**Travail demandé**
Répondez brièvement aux questions suivantes d'après le fil de discussion sur l'iPod reproduit ci-dessous.
1. Selon Macuserman, sur quoi suffit-il de cliquer pour lancer la restauration ?
2. Depuis quel ordinateur jerome69300 a-t-il d'abord restauré son iPod ?
3. Quel modèle d'iPod Vijay mentionne-t-il ?

**Extrait fourni**
★ ★ ★ ★
Je l'ai aussi réinitialisé, sans succès... d'où mon arrivée sur ce forum ;-)


----------



## Moonwalker (4 Mars 2010)

http://support.apple.com/kb/TS1410?viewlocale=fr_FR


----------



## didz3001 (4 Mars 2010)

je vais essayer de brancher mon IPOD sur PC pour voir s'il le reconnait encore. C'était le cas aurparavant. C'est quand meme dingue que ça marche mieux avec un PC qu'avec un IMAC cet IPOD!!!!!! Moi qui pensait résoudre ce genre de pbl en passant sur MAC! Je suis dégouté.


----------



## Macuserman (4 Mars 2010)

Bon, on va essayer une méthode autre.
Mais avant tout tâche de relativiser les choses hein, c'est pas la fin du monde, et on va résoudre ton souci, il n'y a aucun doute.

La restauration c'est pas compliqué, et tu n'as pas besoin de "suivre des étapes". Tu branches, tu cliques sur "restaurer" et tu laisses iTunes faire&#8230;

Tiens nous au jus !


----------



## jerome69300 (4 Mars 2010)

Bonjour à tous et merci pour vos réponses.

Mon probleme est résolu... j'ai restauré mon iPod depuis mon ancien PC... il a été enfin reconnu par iTunes sur l'iMac (au format Windows) ! Comme je n'arrivais pas à synchroniser, je l'ai restauré à nouveau depuis l'iMac. Il est maintenant au format "Macintosh".

Tout est OK maintenant. La morale c'est que Steve Jobs n'aime vraiment pas Bill Gates !


----------



## Macuserman (5 Mars 2010)

Bon bah j'avais pas tort ! 
Bienvenue sur Mac.


----------



## Vijay (5 Mars 2010)

Et bah parfait j'allais te proposer cette manipulation qui m'a sauvé hier soir  le même problème que toi avec un iPod 5G d'il y a 5ans!!!
★ ★ ★ ★
Entrées d'étiquetage pour la segmentation
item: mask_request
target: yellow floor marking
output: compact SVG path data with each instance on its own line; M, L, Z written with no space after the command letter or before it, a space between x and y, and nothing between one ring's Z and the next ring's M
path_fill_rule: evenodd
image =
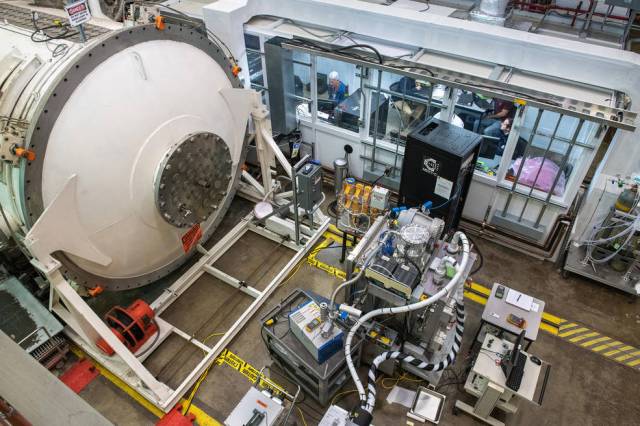
M605 343L604 345L596 346L595 348L592 348L591 350L594 351L594 352L600 352L603 349L612 348L614 346L618 346L618 345L622 345L622 344L623 344L622 342L613 341L613 342Z
M85 354L79 347L75 345L71 345L71 352L73 352L78 358L90 358L87 354ZM146 408L151 414L158 418L164 417L165 413L149 402L144 396L140 395L135 389L126 384L123 380L121 380L118 376L109 371L106 367L98 363L96 360L90 358L93 364L96 366L98 371L105 379L109 380L111 383L116 385L121 391L129 395L134 401L138 404L142 405ZM180 402L186 402L185 399L182 399ZM196 421L199 425L203 426L223 426L222 423L218 422L213 417L209 416L207 413L202 411L200 408L196 407L194 404L191 404L189 407L189 413L193 414L196 417Z
M580 344L580 346L582 346L583 348L588 348L591 345L595 345L596 343L604 342L605 340L611 340L611 339L606 337L606 336L602 336L602 337L598 337L597 339L593 339L593 340L590 340L588 342L584 342L584 343Z
M480 285L478 283L472 282L469 285L469 287L471 287L473 290L475 290L475 291L477 291L479 293L482 293L482 294L486 295L487 297L491 294L491 289L489 289L489 288L487 288L487 287L485 287L483 285Z
M589 337L599 336L600 333L596 333L595 331L587 334L583 334L582 336L572 337L569 339L571 343L579 342L580 340L588 339Z
M558 329L553 325L549 325L541 322L540 329L546 331L549 334L553 334L554 336L558 335Z
M624 361L629 358L633 358L634 356L640 354L640 351L629 352L628 354L624 354L616 358L616 361Z
M560 324L564 321L562 318L557 317L553 314L550 314L548 312L544 312L542 314L542 318L544 318L546 321L549 321L557 326L560 326Z
M589 329L588 328L584 328L584 327L574 328L573 330L567 331L565 333L558 333L558 336L560 336L560 337L569 337L569 336L571 336L573 334L576 334L576 333L584 333L585 331L589 331Z
M560 326L560 330L564 331L564 330L569 330L570 328L574 328L574 327L578 327L578 324L576 324L575 322L570 322L567 324L562 324Z
M629 367L635 367L635 366L636 366L636 365L638 365L638 364L640 364L640 358L638 358L638 359L636 359L636 360L634 360L634 361L631 361L631 362L628 362L628 363L627 363L627 365L628 365Z
M616 354L619 354L620 352L626 352L629 349L633 349L633 347L631 347L631 346L623 346L621 348L616 348L616 349L614 349L612 351L605 352L602 355L604 355L604 356L616 355Z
★ ★ ★ ★
**Corrigé**
1. Sur « restaurer ».
2. Depuis son ancien PC.
3. Un iPod 5G.